_REQUIRED ACTION A_
In the passage on western flower thrips control, what is named as the most damaging pest of protected cucumbers in the UK?
_REQUIRED ACTION B_
Extend the passage on western flower thrips control, picking up after its final sentence.

_EXERCISE PASSAGE_
*** Block opens ***
In this research funded by the Horticultural Development Company, a team from Warwick HRI (Dave Chandler, Rob Jacobson, John Fenlon, Karen Russell) investigated Beauveria bassiana as a compatible biopesticide with the predatory mite Amblyseius cucumeris [= Neoseiulus cucumeris] for control of western flower thrips, Frankliniella occidentalis. Western flower thrips is the most damaging pest of protected cucumbers in the UK. Infestations can cause severe crop damage, and management with chemicals is made difficult by widespread pesticide resistance. Hence, biological control measures are required for this pest that are reliable and compatible with other components in the IPM programme for the crop.
Earlier research by Rob Jacobson had led to a method of suppressing the establishment of F. occidentalis on cucumber crops by early release of the predatory mite, Amblyseius cucumeris [Neoseiulus cucumeris]. This method is now used as standard practice in protected crops. However, there are occasions when control with A. cucumeris breaks down. This is usually due to the application of fungicides that are harmful to A. cucumeris, or the sudden immigration from other crops of large numbers of F. occidentalis.
*** Block closes ***
[Photo-based referring expression data]
*** Block opens ***
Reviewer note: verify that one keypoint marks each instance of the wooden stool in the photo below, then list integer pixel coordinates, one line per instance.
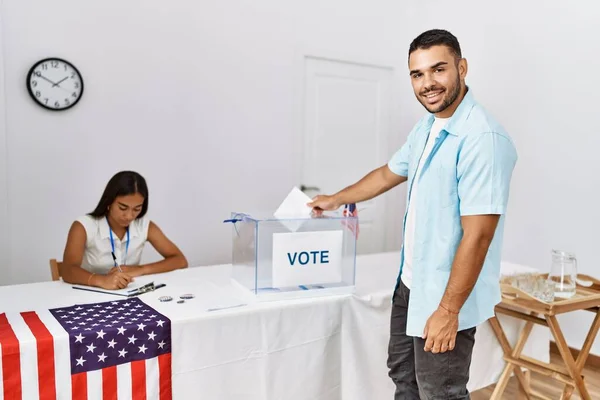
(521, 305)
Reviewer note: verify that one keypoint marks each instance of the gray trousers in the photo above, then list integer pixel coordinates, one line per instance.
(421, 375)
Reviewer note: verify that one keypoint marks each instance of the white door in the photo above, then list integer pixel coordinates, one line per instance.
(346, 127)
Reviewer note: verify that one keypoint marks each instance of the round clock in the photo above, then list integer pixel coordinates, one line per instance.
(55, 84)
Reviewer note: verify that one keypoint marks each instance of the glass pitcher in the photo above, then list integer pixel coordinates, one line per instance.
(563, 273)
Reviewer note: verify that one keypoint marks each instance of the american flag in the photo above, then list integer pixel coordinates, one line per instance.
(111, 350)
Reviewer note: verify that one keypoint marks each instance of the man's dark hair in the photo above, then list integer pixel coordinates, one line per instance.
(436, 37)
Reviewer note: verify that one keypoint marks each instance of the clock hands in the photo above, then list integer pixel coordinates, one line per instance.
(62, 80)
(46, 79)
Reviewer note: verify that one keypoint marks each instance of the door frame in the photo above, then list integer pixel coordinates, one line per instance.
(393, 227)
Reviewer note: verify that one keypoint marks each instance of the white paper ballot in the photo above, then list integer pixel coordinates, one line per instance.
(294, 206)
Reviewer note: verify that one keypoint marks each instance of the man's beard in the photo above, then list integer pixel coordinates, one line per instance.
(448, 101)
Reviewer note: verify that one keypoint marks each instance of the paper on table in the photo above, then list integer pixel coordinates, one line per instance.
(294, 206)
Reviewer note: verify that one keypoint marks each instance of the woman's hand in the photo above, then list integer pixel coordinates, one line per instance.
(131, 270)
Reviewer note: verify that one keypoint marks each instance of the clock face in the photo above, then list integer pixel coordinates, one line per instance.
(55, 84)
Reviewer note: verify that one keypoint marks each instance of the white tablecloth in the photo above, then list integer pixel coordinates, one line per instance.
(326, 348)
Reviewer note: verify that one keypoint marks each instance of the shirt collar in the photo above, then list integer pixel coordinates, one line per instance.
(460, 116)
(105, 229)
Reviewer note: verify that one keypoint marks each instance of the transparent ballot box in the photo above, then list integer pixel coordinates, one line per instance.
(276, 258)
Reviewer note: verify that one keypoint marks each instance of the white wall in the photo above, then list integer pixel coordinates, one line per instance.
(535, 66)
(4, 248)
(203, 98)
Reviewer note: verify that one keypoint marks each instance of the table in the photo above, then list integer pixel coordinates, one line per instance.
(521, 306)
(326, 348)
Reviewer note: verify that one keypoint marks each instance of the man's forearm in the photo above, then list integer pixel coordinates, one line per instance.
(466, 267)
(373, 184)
*** Block closes ***
_EXERCISE OUTPUT A_
Western flower thrips, Frankliniella occidentalis.

_EXERCISE OUTPUT B_
We studied the effects of the entomopathogenic fungus Beauveria bassiana on populations of western flower thrips, and its compatibility with Amblyseius cucumeris in laboratory and glasshouse experiments. Two proprietary B. bassiana-based mycopesticides were used. Two high volume sprays of the fungus, applied with a six day interval to glasshouse-grown cucumber crops, reduced numbers of immature F. occidentalis by 75% compared to an untreated control during the three weeks following the first application. Glasshouse populations of F. occidentalis were also reduced by 65 – 87% with three consecutive high volume sprays or low volume mist applications, applied at six day intervals. Prophylactic release of A. cucumeris in glasshouse-grown cucumbers prevented population increases of F. occidentalis. The fungus had no detrimental effect on A. cucumeris when sprayed onto excised cucumber leaves in a laboratory bioassay, or when sprayed onto glasshouse-grown cucumbers. There was no evidence that control of F. occidentalis was impaired by application of the fungus onto plants already treated with A. cucumeris.
The study suggests that a mycopesticide could be used as a second line of defence to support preventative pest management with A. cucumeris. This strategy provides a way forward for biological control in protected crops.
JACOBSON, R. J., CHANDLER, D., FENLON, J. & RUSSELL, K. M. (2001). Compatibility of Beauveria bassiana (Balsamo) Vuillemin with Amblyseius cucumeris Oudemans (Acarina: Phytoseiidae) to control Frankliniella occidentalis Pergande (Thysanoptera:Thripidae) on cucumber plants. Biocontrol Science and Technology, 11, 381 - 400.